» DIRECTIONS:
Only the lines that contain the string "white" belong in the answer; pull them from the records.

» DATA SHOWN:
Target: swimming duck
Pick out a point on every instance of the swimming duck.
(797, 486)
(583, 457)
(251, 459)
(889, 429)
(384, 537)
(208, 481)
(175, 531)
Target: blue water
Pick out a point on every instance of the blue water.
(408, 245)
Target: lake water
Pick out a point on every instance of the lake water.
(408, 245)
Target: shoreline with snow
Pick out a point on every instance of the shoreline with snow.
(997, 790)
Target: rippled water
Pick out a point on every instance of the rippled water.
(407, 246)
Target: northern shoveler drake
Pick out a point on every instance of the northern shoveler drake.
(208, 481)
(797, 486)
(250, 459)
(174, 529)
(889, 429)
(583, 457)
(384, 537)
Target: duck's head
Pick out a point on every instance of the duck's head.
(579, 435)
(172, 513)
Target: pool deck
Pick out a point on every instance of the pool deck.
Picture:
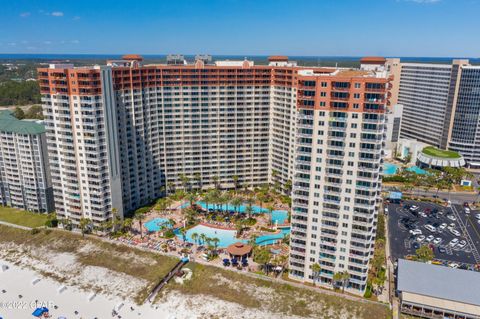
(215, 226)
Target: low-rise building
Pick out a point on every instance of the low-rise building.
(432, 291)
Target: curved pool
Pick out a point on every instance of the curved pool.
(279, 217)
(271, 239)
(156, 224)
(226, 236)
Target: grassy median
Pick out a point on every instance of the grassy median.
(21, 217)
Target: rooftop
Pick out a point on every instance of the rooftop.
(435, 152)
(9, 123)
(439, 281)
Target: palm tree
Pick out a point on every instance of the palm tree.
(236, 202)
(139, 216)
(185, 181)
(316, 269)
(270, 211)
(203, 238)
(198, 180)
(195, 237)
(127, 224)
(215, 241)
(216, 182)
(235, 182)
(184, 234)
(84, 225)
(342, 277)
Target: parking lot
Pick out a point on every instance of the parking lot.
(453, 235)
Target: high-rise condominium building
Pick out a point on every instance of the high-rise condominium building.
(24, 172)
(120, 134)
(441, 105)
(337, 174)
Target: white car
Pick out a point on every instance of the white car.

» ANSWER TO THE PROBLEM:
Target: white car
Pick out a point on every instance of the white car.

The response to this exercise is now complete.